→ SUPPLIED MATERIAL:
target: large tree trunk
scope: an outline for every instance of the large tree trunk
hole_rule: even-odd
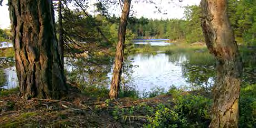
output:
[[[51,1],[9,0],[12,42],[22,97],[58,99],[66,93]]]
[[[132,0],[125,0],[121,18],[120,19],[119,28],[118,30],[118,42],[115,52],[115,65],[113,72],[111,81],[109,98],[117,98],[120,88],[122,68],[124,58],[124,41],[125,40],[125,31],[127,19],[130,12]]]
[[[63,27],[62,27],[62,0],[59,0],[58,12],[59,12],[59,40],[58,43],[60,47],[60,58],[62,67],[64,67],[64,41],[63,39]],[[63,69],[64,70],[64,69]]]
[[[218,60],[210,127],[238,127],[243,65],[227,14],[227,0],[202,0],[201,26]]]

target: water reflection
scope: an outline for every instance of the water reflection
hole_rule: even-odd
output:
[[[128,58],[132,61],[125,64],[125,79],[128,81],[125,86],[132,86],[139,92],[150,91],[156,87],[167,91],[173,85],[182,88],[210,88],[216,77],[214,66],[209,65],[214,63],[207,62],[207,65],[204,65],[194,61],[194,63],[197,64],[193,63],[193,58],[186,53],[137,54]],[[197,56],[196,59],[204,61],[200,56]],[[102,56],[93,60],[71,58],[70,60],[65,59],[65,68],[69,81],[85,85],[107,87],[109,85],[113,66],[113,60],[109,57]],[[100,62],[100,63],[95,62]],[[13,63],[12,62],[12,65],[1,64],[9,65],[2,67],[0,70],[2,79],[0,84],[7,85],[5,88],[18,85]],[[131,64],[133,66],[131,66]],[[131,70],[127,70],[129,67],[131,68]],[[255,72],[256,68],[245,68],[244,85],[256,83]]]

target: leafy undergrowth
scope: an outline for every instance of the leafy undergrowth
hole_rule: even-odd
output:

→ TASK:
Rewrite the lines above, changing "even-odd" to "nonzero" wherever it occurs and leaving everything else unchanged. Leave the pictures out of your answer.

→ PROBLEM SOLUTION:
target: large tree trunk
scope: an outline for every instance of the large tree trunk
hole_rule: nonzero
output:
[[[51,1],[9,0],[12,42],[22,97],[58,99],[66,93]]]
[[[132,0],[125,0],[121,18],[120,19],[119,28],[118,30],[118,42],[115,52],[115,65],[113,72],[111,81],[109,98],[117,98],[120,88],[122,68],[124,58],[124,41],[125,40],[125,31],[127,19],[130,12]]]
[[[63,27],[62,27],[62,0],[59,0],[58,12],[59,12],[59,40],[58,43],[60,47],[60,58],[62,67],[64,67],[64,41],[63,39]],[[63,69],[64,70],[64,69]]]
[[[218,60],[210,127],[238,127],[243,65],[227,14],[227,0],[202,0],[201,26]]]

target: water reflection
scope: an outline for every instance of the water reflection
hole_rule: nonzero
output:
[[[128,58],[132,61],[125,64],[125,79],[128,81],[125,86],[132,86],[139,92],[150,91],[156,87],[167,91],[173,85],[182,88],[210,88],[216,77],[214,66],[209,65],[214,63],[207,62],[207,65],[204,65],[194,61],[194,63],[197,64],[193,63],[193,58],[186,53],[137,54]],[[197,56],[196,59],[204,61],[200,56]],[[102,56],[93,60],[71,58],[70,60],[65,59],[65,68],[69,81],[85,85],[107,87],[109,85],[113,66],[113,60],[109,57]],[[100,62],[100,63],[95,62]],[[13,63],[12,62],[12,65],[1,64],[9,65],[2,67],[0,70],[2,79],[0,84],[7,85],[5,88],[18,85]],[[131,64],[133,66],[131,66]],[[131,70],[127,70],[129,67],[131,68]],[[255,72],[256,68],[245,68],[244,85],[256,83]]]

target: leafy undergrowth
scope: an outline for every instance of the leafy undergrowth
hole_rule: nonzero
output:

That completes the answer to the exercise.